**** INPUT DATA

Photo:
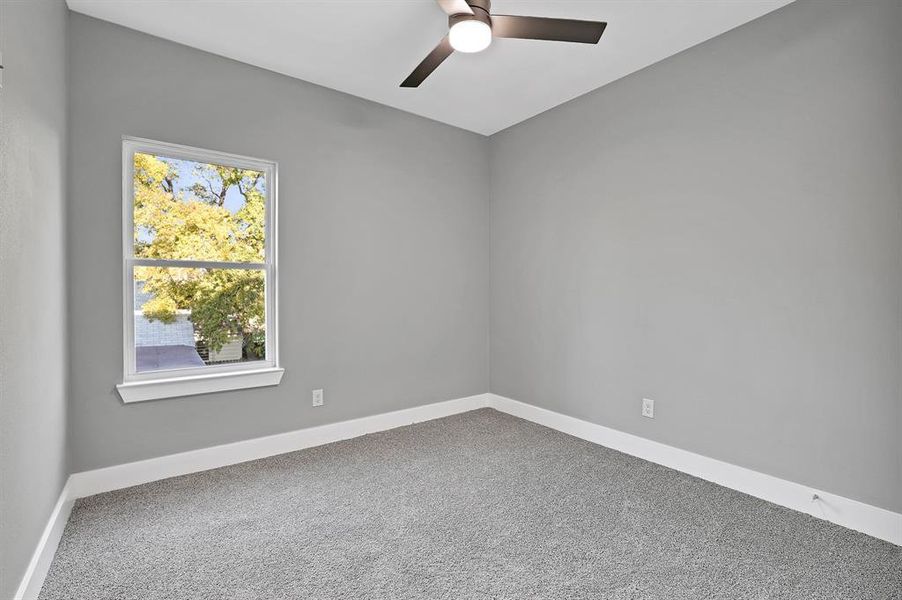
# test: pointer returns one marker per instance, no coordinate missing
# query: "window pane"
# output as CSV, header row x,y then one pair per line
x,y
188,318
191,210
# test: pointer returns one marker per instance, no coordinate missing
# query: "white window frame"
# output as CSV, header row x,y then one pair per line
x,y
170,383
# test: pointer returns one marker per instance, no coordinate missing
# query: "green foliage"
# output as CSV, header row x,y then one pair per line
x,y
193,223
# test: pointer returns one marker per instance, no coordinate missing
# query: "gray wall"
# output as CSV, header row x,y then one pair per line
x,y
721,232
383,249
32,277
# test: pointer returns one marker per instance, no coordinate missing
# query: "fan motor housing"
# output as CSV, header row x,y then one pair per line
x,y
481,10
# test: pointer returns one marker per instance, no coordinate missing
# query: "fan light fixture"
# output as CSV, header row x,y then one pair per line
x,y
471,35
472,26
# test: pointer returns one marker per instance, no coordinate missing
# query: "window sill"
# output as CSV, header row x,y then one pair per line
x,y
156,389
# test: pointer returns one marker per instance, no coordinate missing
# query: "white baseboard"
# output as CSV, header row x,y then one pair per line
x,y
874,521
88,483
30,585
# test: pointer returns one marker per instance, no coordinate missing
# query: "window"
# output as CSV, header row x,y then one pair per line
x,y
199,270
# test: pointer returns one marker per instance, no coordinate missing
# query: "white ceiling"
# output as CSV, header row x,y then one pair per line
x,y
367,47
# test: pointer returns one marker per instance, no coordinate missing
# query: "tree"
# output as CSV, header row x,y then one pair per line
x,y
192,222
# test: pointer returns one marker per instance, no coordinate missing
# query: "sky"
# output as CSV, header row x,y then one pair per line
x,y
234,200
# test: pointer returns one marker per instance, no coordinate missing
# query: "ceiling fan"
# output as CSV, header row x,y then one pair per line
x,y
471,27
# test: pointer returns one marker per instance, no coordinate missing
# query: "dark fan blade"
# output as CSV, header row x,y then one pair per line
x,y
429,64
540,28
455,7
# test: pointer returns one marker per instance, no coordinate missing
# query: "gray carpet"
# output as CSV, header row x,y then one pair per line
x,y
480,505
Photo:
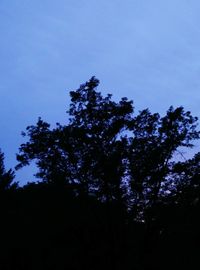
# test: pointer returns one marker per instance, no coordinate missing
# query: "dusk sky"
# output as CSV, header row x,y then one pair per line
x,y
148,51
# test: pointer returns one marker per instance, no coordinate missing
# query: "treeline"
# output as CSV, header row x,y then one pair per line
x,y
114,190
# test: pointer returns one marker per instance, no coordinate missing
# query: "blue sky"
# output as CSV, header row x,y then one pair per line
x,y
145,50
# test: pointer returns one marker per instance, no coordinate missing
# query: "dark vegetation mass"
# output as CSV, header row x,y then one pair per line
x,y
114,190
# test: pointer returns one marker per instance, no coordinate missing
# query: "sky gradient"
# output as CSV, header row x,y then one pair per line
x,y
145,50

********

What's needed is every record restated exactly, pictures excluded.

Photo:
# test: pointer returns one marker per instance, no coordinate missing
# query: "window pane"
# output as CSV, header row x,y then one pair per line
x,y
188,318
191,210
# test: pointer returns one marker per instance, no coordinate missing
# query: "white window frame"
# output as CSV, header row x,y then one pair per line
x,y
170,383
# test: pointer returns one marker per instance, no coordinate missing
# query: "green foliage"
# output as CSV, header row x,y then one pair per line
x,y
193,223
# test: pointer returns one marker per instance, no coordinate missing
# query: "gray wall"
# output as CSV, header row x,y then one pair per line
x,y
721,232
383,249
32,277
# test: pointer returns one marker per instance, no coordinate missing
# query: "fan motor housing"
# output as CSV, header row x,y then one pair per line
x,y
481,10
# test: pointer returns one marker per instance, no coordinate missing
# query: "fan light fixture"
# output as CSV, header row x,y then one pair per line
x,y
471,35
472,26
# test: pointer returns one marker per instance, no coordinate missing
# query: "window sill"
# output as CSV, header row x,y then one pair per line
x,y
156,389
# test: pointer returns one marker per instance, no coordinate missing
# query: "white baseboard"
# output as CSV, header row x,y then one pair per line
x,y
874,521
88,483
30,585
# test: pointer returns one marker per instance, no coordinate missing
# query: "window"
# output as CSV, header row x,y then one pair per line
x,y
199,270
# test: pointer returns one marker per instance, no coordinate missing
# query: "white ceiling"
# output as CSV, header row x,y then one pair per line
x,y
367,47
# test: pointer returns one marker per instance, no coordinate missing
# query: "tree"
# output as CSV, header row x,y then one pair per line
x,y
192,222
# test: pointer returns one marker per instance, no coordinate missing
# query: "sky"
# output as CSV, header row x,y then one pair per line
x,y
234,200
# test: pointer returns one marker per instance, no coordinate missing
# query: "ceiling fan"
# output as CSV, header row x,y then one pair per line
x,y
471,27
# test: pointer returns one marker per instance, no coordinate missing
# query: "dark fan blade"
# output as CSV, header row x,y then one pair per line
x,y
429,64
540,28
455,7
# test: pointer returns one marker per instance, no coordinate missing
# query: "gray carpet"
# output as CSV, header row x,y then one pair per line
x,y
480,505
Photo:
# test: pointer returns one marker per instance, no coordinate missing
# query: "dusk sky"
# output as CSV, header row x,y then one pair per line
x,y
148,51
# test: pointer returns one marker per instance, no coordinate missing
# query: "treeline"
# output as CSV, header row x,y then one pair per line
x,y
114,190
# test: pointer returns one marker per instance, no coordinate missing
# query: "blue sky"
# output as CSV, header row x,y then one pair per line
x,y
145,50
# test: pointer returns one marker per instance, no coordinate missing
# query: "dark vegetation mass"
# output as CSV, header row x,y then one pair per line
x,y
114,190
# test: pointer returns one marker per instance, no coordinate missing
# query: "sky gradient"
# output as CSV, header row x,y then one pair per line
x,y
145,50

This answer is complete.